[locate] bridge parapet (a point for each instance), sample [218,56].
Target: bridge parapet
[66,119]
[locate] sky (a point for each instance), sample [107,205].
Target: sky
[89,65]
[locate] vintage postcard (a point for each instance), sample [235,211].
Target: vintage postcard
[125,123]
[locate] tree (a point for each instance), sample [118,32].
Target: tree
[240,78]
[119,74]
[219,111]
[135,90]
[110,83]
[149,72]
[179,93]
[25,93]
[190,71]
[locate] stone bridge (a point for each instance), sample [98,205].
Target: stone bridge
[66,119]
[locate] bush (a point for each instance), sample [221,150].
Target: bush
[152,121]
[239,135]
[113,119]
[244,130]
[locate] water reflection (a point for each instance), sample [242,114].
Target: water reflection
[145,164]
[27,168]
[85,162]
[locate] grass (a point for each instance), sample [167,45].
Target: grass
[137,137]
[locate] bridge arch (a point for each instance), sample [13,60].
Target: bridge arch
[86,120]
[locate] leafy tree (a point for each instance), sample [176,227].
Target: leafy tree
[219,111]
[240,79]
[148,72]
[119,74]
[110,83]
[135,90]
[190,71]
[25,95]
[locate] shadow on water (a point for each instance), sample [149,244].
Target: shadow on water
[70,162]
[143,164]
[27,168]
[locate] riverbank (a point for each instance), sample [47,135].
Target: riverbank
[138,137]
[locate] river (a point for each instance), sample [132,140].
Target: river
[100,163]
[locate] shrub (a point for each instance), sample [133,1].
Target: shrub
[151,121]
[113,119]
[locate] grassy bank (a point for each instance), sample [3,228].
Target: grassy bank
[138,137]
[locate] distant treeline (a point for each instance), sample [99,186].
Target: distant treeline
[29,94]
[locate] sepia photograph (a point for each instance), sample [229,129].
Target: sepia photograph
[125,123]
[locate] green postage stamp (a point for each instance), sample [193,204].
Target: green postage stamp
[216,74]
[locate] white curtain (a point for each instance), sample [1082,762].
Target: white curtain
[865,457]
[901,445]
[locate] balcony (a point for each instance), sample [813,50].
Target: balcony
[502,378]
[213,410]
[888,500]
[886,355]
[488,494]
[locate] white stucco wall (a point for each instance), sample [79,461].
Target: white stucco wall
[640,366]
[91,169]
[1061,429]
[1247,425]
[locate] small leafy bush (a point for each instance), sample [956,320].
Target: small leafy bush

——————

> **Problem to solve**
Would you transcribe, unchanged, every line of the material from the one containing "Target: white stucco wall" to the very end, including both, and nothing else?

> **Response area**
Target: white stucco wall
[640,366]
[91,169]
[1061,429]
[1247,425]
[locate] small leafy bush (a point for each instance), sample [956,320].
Target: small leafy bush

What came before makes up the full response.